■ DOCUMENT EXTRACT:
After a day of playing video games and being a typical 15-year-old, my son Cooper came down with a stomach ache and started vomiting. As the pain got worse, he became pale and we knew something didn’t seem right, so we decided to take him to the emergency department.
Not even 20 minutes after we arrived to Advocate Children’s Hospital, Cooper said he felt like he was going to pass out. He looked right at us as his face turned white, followed by the ringing on the alarm monitors and every stat dropping to zero. He went into cardiac arrest and his heart stopped beating for three minutes.
I stood helplessly, screaming as my son’s body went limp. As they tried to resuscitate him, they knew he would need to be intubated. Unfortunately, he vomited and aspirated into his lungs as they collapsed and filled with fluid.
Shortly after resuscitation, a scan would reveal that Cooper had gone into septic shock from an infected appendix, something we were unaware of and unable to recognize, given the seemingly ordinary nature of the symptoms that came so quickly. I am so glad we listened to our gut and took him in.
He was quickly rushed to surgery, but he coded yet again. The surgeon was able to remove his appendix but could not close the incision because he was so critically ill. Cooper was placed in the pediatric intensive care unit (PICU) and put on ECMO (Extracorporeal Membrane Oxygenation) life support and a ventilator. We were told he was in critical condition, but the team will fight like heck to save him.
His physician, Dr. Sofia Padilla, had recently implemented a few new initiatives. Among them, limited sedation and early mobility, which, to Cooper’s dismay, got him alert, up and moving around the hospital and, eventually, back home in just under two weeks.

■ TASK GOAL:
List the symptoms that the account above of Cooper's illness says he showed at home before his parents took him to the emergency department.

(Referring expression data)
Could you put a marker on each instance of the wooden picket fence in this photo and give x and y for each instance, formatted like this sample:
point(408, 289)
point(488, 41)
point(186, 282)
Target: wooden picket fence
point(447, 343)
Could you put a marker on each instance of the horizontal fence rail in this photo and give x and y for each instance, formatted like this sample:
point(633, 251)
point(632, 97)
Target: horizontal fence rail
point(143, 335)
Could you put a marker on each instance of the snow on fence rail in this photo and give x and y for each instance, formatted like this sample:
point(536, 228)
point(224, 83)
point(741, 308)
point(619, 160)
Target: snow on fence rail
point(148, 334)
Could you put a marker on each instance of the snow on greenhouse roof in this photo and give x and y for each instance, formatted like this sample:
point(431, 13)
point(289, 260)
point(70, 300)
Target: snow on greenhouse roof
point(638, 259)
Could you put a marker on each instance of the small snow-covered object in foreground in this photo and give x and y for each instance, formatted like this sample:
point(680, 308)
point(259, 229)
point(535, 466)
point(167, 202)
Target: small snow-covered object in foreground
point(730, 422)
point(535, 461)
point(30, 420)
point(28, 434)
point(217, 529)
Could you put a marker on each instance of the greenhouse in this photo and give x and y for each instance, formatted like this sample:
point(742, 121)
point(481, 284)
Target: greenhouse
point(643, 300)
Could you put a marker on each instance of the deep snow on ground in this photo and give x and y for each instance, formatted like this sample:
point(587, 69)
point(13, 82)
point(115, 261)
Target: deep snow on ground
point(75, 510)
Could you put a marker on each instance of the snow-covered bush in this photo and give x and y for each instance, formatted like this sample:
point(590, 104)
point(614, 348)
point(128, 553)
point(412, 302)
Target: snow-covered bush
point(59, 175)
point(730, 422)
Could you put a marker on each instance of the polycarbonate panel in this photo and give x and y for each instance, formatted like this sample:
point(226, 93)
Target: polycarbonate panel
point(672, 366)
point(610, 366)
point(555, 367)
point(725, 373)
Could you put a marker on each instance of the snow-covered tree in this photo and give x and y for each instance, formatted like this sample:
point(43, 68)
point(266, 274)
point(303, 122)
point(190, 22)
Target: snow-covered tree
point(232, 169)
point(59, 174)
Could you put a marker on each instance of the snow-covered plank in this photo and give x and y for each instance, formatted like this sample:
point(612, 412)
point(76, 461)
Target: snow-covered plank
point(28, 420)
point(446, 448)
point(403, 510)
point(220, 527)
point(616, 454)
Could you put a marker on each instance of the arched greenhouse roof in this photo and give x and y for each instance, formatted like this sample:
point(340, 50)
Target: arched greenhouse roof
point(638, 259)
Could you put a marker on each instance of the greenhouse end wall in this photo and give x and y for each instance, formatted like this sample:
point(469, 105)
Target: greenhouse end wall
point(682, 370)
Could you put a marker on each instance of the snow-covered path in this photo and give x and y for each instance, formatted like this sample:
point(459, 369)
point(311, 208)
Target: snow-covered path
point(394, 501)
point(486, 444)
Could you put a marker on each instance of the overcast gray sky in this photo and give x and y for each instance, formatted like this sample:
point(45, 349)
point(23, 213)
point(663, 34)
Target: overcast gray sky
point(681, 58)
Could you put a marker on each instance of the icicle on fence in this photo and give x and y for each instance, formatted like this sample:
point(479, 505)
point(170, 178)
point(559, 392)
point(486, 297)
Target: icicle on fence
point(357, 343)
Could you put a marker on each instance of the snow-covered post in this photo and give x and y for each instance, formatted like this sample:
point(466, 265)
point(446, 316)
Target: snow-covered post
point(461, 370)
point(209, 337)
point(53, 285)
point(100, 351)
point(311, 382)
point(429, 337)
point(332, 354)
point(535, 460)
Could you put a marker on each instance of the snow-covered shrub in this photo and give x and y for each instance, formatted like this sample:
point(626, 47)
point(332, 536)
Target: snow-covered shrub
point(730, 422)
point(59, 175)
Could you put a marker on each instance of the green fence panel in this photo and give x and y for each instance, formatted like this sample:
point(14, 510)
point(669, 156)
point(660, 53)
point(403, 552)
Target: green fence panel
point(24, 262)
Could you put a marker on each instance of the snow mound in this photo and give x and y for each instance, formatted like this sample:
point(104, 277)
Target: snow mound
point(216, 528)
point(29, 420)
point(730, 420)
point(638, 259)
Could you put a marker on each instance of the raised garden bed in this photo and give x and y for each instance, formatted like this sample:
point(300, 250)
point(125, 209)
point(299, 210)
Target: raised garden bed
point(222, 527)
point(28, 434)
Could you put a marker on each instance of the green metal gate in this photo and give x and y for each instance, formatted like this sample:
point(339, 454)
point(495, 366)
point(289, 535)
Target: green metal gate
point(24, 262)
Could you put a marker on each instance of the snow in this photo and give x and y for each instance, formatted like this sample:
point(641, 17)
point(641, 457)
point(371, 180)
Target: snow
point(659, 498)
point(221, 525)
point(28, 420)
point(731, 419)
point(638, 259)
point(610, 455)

■ WRITTEN RESPONSE:
- Stomach ache
- Vomiting
- Becoming pale